▼

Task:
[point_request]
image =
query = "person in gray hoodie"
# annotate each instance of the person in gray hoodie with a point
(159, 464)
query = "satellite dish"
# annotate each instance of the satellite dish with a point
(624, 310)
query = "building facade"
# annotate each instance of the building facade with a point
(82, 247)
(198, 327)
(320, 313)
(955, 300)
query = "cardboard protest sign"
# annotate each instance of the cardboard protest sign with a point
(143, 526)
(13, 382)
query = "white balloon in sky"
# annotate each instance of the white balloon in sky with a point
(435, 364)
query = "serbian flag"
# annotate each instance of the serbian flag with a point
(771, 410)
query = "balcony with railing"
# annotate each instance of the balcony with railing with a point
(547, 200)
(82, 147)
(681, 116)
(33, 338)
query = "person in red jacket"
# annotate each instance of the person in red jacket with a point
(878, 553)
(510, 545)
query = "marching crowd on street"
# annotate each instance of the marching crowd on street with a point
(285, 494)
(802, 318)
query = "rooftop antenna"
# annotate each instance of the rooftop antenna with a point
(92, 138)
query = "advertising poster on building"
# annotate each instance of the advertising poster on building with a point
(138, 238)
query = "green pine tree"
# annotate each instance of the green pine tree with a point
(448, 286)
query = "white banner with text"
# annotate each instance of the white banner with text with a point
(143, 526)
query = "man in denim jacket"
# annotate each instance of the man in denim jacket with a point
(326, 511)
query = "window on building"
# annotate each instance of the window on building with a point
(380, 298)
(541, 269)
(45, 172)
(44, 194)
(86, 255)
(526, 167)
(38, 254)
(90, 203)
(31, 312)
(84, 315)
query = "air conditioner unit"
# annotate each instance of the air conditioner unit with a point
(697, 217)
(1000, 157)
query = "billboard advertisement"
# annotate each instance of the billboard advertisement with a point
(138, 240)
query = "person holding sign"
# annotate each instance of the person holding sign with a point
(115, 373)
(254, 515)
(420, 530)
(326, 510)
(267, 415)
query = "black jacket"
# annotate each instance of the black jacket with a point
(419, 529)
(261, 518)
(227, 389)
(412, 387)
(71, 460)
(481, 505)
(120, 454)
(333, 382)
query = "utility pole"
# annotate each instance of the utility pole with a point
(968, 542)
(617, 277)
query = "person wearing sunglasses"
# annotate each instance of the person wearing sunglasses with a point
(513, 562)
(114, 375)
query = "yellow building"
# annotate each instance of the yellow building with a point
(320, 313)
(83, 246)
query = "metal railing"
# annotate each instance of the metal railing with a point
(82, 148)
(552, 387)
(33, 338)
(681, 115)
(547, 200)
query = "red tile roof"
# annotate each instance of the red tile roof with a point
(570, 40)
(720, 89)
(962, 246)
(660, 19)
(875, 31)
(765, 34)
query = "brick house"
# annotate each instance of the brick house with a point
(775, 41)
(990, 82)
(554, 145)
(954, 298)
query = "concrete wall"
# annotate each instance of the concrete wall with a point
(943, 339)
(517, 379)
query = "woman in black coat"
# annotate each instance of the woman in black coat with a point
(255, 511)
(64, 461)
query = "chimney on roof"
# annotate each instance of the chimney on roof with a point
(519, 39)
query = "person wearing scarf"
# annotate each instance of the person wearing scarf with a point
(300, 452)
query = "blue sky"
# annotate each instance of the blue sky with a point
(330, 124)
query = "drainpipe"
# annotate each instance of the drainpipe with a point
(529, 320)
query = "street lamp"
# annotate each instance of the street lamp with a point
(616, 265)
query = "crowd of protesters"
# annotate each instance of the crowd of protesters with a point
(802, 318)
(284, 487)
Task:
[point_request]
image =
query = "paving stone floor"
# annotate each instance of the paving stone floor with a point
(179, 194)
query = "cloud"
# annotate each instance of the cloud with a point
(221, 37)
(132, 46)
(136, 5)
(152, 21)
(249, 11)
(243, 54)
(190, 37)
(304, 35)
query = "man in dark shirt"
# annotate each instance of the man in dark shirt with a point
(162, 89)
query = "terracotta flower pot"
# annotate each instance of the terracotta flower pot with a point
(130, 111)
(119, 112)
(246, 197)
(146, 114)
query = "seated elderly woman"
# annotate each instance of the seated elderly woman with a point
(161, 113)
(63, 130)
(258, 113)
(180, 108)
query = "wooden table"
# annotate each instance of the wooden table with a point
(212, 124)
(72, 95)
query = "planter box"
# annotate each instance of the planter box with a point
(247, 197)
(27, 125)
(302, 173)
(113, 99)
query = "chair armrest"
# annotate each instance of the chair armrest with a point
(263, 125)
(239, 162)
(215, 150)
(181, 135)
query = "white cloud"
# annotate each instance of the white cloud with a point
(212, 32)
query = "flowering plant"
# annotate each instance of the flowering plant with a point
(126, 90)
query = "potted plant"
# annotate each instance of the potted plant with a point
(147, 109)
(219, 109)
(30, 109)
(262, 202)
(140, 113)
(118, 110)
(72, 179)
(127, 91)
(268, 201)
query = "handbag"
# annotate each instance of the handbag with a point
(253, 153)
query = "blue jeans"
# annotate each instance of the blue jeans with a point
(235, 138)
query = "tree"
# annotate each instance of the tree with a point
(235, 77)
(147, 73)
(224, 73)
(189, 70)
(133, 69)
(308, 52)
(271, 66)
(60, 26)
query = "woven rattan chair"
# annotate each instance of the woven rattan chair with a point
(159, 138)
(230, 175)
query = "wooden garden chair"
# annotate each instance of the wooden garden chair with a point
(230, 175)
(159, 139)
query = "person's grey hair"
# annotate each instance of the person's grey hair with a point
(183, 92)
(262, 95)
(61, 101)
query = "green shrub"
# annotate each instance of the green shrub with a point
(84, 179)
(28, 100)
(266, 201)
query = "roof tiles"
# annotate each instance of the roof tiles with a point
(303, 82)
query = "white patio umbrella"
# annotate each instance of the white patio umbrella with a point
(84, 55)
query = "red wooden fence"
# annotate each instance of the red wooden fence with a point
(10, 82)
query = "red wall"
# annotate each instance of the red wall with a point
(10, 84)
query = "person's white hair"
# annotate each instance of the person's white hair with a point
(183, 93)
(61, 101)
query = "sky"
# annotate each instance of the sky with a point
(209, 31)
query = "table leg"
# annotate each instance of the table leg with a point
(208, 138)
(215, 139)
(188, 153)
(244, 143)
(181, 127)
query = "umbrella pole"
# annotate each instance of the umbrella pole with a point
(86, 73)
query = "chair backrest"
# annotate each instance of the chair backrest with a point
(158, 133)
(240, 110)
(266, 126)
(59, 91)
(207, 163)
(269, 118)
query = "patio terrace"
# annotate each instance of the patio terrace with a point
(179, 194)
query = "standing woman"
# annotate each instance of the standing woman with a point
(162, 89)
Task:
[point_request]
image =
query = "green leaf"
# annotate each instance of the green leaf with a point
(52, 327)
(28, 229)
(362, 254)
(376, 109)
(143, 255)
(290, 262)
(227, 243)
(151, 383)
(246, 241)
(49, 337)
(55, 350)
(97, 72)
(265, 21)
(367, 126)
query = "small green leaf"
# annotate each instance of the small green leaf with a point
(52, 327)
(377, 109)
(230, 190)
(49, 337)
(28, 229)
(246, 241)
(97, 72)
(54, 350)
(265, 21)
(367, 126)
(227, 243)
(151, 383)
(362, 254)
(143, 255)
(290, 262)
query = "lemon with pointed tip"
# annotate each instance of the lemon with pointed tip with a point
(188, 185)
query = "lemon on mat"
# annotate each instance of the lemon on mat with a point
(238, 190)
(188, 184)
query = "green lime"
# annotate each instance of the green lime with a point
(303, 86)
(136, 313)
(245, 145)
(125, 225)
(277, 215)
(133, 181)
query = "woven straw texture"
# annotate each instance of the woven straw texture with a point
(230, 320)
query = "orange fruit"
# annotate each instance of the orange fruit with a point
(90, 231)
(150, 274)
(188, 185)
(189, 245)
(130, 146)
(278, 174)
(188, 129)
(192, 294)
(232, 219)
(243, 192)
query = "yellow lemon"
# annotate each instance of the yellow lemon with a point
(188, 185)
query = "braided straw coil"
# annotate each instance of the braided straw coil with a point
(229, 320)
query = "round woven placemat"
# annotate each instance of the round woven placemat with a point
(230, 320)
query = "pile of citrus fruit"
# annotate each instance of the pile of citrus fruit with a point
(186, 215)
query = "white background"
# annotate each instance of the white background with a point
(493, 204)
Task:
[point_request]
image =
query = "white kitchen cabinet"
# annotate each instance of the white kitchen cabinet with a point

▲

-- EXERCISE DETAILS --
Count the lines in the entries above that contain the string "house", with case counting, and reply with that number only.

-- EXERCISE ANSWER --
2